* START Passage to read *

[PATCH] D157750: Properly handle -fsplit-machine-functions for fatbinary compilation

Artem Belevich via Phabricator via cfe-commits Mon, 21 Aug 2023 10:45:18 -0700

tra added inline comments.


================
Comment at: clang/test/Driver/fsplit-machine-functions-with-cuda-nvptx.c:9
+
+// Check that -fsplit-machine-functions is passed to both x86 and cuda 
compilation and does not cause driver error.
+// MFS2: -fsplit-machine-functions
----------------
MaskRay wrote:
> shenhan wrote:
> > MaskRay wrote:
> > > MaskRay wrote:
> > > > tra wrote:
> > > > > shenhan wrote:
> > > > > > tra wrote:
> > > > > > > shenhan wrote:
> > > > > > > > tra wrote:
> > > > > > > > > We will still see a warning, right? So, for someone compiling 
> > > > > > > > > with `-Werror` that's going to be a problem.
> > > > > > > > > 
> > > > > > > > > Also, if the warning is issued from the top-level driver, we 
> > > > > > > > > may not even be able to suppress it when we disable splitting 
> > > > > > > > > on GPU side with `-Xarch_device -fno-split-machine-functions`.
> > > > > > > > > 
> > > > > > > > > 
> > > > > > > > > We will still see a warning, right?
> > > > > > > > Yes, there still will be a warning. We've discussed it and we 
> > > > > > > > think that pass -fsplit-machine-functions in this case is not a 
> > > > > > > > proper usage and a warning is warranted, and it is not good 
> > > > > > > > that skip doing split silently while uses explicitly ask for it.
> > > > > > > > 
> > > > > > > > > Also, if the warning is issued from the top-level driver
> > > > > > > > The warning will not be issued from the top-level driver, it 
> > > > > > > > will be issued when configuring optimization passes.
> > > > > > > > So:
> > > > > > > > 
> > > > > > > > 
> > > > > > > >   - -fsplit-machine-functions -Xarch_device 
> > > > > > > > -fno-split-machine-functions
> > > > > > > > Will enable MFS for host, disable MFS for gpus and without any 
> > > > > > > > warnings.
> > > > > > > > 
> > > > > > > >   - -Xarch_host -fsplit-machine-functions
> > > > > > > > The same as the above
> > > > > > > > 
> > > > > > > >   - -Xarch_host -fsplit-machine-functions -Xarch_device 
> > > > > > > > -fno-split-machine-functions
> > > > > > > > The same as the above
> > > > > > > > 
> > > > > > > > We've discussed it and we think that pass 
> > > > > > > > -fsplit-machine-functions in this case is not a proper usage 
> > > > > > > > and a warning is warranted, and it is not good that skip doing 
> > > > > > > > split silently while uses explicitly ask for it.
> > > > > > > 
> > > > > > > I would agree with that assertion if we were talking exclusively 
> > > > > > > about CUDA compilation.

* END Passage to read *
* START Recorded data *

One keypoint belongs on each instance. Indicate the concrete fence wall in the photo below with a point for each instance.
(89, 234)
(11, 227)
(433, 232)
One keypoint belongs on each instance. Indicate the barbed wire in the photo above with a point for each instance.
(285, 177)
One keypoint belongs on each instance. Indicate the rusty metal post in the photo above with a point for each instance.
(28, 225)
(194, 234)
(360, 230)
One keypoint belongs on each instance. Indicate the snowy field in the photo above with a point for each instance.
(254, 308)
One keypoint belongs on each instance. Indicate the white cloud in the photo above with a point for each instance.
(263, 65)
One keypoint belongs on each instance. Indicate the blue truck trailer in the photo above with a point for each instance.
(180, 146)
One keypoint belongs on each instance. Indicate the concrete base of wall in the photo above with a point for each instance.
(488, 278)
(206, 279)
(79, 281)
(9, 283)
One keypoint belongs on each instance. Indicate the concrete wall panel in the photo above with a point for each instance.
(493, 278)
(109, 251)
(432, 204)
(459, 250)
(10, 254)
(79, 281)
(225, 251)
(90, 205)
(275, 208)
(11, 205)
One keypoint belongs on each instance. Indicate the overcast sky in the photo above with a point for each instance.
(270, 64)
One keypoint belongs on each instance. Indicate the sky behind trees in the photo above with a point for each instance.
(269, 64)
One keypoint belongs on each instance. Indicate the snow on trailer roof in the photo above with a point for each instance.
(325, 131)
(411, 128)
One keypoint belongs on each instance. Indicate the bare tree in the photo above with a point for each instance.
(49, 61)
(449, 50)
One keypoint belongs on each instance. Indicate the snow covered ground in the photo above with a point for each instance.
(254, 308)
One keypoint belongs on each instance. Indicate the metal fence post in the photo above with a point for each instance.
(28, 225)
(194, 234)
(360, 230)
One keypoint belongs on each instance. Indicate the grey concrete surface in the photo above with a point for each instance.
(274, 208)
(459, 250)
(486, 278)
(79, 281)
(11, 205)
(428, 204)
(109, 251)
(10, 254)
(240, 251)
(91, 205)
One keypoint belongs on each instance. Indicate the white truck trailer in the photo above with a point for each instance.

* END Recorded data *
* START Recorded data *

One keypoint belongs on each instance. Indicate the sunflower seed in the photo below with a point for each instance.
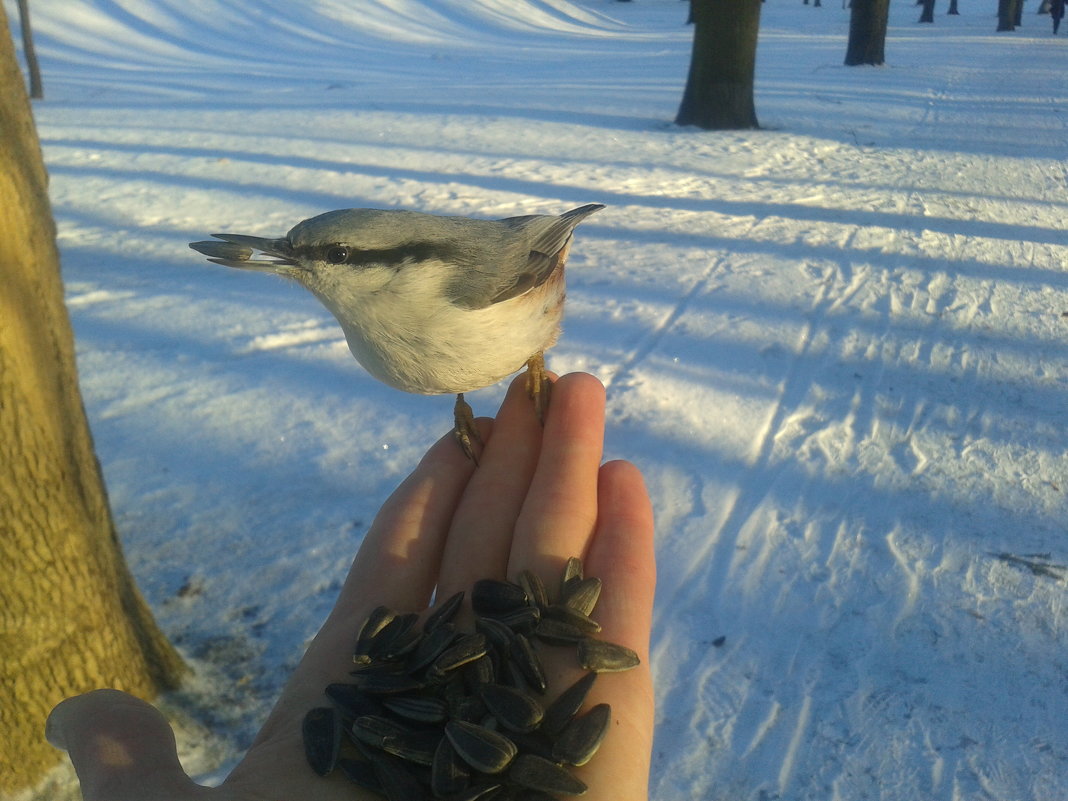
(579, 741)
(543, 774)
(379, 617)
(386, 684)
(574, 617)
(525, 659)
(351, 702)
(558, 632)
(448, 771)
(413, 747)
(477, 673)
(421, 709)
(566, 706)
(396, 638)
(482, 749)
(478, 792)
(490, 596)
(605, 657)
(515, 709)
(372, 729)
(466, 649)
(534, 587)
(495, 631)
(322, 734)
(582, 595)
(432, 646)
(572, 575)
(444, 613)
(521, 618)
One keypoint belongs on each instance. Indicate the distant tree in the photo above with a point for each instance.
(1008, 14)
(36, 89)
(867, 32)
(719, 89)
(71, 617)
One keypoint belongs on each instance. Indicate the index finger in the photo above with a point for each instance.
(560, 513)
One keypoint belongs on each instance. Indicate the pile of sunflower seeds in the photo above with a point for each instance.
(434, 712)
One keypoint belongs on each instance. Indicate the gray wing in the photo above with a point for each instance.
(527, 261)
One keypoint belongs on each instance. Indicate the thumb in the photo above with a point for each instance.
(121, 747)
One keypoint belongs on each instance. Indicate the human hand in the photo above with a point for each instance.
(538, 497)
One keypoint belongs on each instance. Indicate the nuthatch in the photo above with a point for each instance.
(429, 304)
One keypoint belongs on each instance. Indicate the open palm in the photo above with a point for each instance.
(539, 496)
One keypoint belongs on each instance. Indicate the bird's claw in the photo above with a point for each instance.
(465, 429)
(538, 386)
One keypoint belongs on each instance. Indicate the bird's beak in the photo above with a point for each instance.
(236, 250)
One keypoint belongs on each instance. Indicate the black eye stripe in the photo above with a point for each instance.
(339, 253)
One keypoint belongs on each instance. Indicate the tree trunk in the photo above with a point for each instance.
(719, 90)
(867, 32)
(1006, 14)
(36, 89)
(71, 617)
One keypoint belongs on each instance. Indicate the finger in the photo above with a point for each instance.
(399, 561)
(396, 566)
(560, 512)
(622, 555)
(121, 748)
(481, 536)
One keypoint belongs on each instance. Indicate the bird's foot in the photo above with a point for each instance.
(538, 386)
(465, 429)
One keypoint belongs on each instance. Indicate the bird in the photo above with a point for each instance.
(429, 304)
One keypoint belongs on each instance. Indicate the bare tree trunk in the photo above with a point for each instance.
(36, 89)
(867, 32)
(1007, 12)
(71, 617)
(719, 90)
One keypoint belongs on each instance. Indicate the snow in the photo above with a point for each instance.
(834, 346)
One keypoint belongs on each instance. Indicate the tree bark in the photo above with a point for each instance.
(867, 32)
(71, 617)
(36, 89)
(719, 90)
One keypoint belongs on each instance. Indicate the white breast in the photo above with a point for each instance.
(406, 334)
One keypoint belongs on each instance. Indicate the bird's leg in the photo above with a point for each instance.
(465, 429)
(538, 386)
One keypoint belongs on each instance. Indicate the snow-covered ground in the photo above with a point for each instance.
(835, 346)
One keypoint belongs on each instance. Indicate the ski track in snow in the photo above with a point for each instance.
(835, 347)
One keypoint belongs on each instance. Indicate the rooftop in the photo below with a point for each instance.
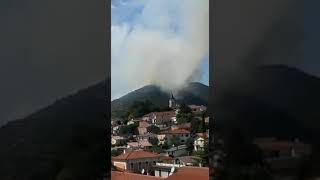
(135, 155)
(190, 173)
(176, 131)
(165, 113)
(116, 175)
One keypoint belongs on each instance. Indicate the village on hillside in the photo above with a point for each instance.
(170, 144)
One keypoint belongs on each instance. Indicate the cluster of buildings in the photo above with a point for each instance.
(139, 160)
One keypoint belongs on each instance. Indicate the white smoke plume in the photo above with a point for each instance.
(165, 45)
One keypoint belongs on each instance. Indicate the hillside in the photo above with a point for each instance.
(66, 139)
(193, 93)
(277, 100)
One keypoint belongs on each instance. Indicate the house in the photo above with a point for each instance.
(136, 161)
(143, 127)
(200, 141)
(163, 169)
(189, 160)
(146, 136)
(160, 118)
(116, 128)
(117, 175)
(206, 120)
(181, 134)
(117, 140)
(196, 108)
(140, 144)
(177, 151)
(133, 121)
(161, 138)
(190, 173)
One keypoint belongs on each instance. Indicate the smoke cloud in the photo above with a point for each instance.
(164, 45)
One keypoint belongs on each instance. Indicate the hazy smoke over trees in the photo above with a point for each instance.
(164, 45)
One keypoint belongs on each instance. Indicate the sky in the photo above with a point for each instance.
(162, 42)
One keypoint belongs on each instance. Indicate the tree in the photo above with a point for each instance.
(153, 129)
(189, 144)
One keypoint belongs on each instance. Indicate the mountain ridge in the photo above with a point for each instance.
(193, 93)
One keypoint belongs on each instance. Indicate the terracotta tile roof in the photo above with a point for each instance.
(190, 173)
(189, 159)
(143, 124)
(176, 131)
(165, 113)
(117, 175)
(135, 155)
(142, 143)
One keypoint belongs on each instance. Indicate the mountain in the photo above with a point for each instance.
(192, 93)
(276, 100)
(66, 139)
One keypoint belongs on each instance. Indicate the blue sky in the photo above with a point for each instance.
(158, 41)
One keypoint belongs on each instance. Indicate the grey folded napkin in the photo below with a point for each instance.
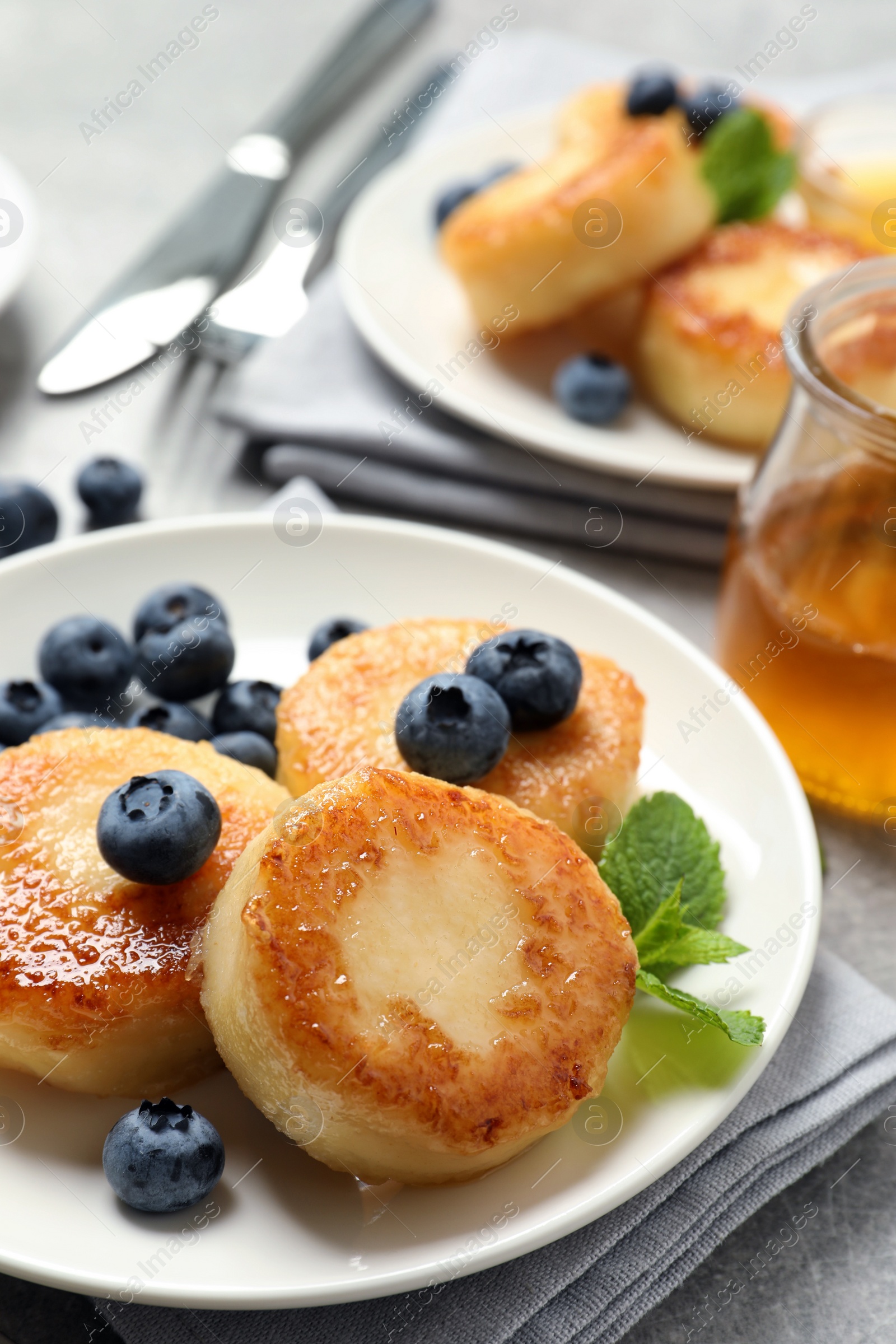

* END Recorded data *
* START Recorded data *

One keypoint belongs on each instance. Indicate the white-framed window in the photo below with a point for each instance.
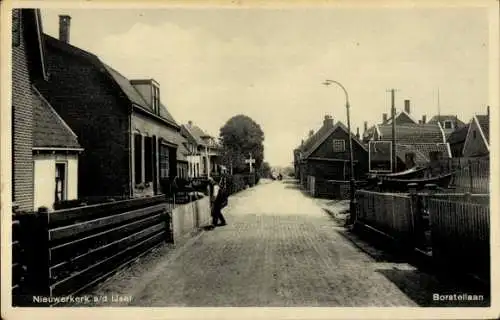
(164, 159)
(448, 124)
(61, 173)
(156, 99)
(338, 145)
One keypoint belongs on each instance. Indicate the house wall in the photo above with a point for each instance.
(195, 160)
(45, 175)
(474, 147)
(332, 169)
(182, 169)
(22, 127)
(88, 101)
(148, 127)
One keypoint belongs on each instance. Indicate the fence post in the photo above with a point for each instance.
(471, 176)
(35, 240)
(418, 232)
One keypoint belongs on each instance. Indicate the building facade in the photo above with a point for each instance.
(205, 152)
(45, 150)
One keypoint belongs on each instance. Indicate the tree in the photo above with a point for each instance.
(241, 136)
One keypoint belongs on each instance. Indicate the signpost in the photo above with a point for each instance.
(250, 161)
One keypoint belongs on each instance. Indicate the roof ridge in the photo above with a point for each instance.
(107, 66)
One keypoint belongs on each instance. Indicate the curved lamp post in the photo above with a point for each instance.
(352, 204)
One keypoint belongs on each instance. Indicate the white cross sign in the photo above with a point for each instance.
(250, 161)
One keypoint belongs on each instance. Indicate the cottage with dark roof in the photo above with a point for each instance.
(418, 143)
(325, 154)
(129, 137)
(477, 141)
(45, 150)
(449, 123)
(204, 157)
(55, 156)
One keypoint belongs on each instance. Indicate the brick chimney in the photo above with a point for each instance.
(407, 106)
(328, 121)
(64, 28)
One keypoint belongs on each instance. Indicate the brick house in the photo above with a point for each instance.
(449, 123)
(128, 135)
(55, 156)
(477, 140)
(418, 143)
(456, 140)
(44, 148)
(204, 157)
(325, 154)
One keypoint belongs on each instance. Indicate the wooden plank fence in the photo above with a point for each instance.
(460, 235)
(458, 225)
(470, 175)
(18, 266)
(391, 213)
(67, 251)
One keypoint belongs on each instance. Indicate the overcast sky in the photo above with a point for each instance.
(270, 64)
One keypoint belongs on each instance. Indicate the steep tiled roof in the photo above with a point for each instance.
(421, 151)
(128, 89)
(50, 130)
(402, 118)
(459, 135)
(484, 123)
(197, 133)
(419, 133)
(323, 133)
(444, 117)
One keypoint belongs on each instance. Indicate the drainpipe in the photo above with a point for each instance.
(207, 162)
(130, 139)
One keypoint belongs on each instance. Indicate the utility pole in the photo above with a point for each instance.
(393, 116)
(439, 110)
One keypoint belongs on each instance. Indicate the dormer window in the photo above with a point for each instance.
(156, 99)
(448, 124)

* END Recorded data *

* What you need to do:
A: Translate this sentence from the code review thread into Spanish: "The warning will not be issued from the top-level driver, it will be issued when configuring optimization passes."
B: Retype the part of the code review thread starting at "[PATCH] D157750: Properly" and ending at "added inline comments.".

* Responses per task:
A: La advertencia no se emitirá desde el controlador de nivel superior, se emitirá al configurar los pases de optimización.

B:
[PATCH] D157750: Properly handle -fsplit-machine-functions for fatbinary compilation

Artem Belevich via Phabricator via cfe-commits Mon, 21 Aug 2023 10:45:18 -0700

tra added inline comments.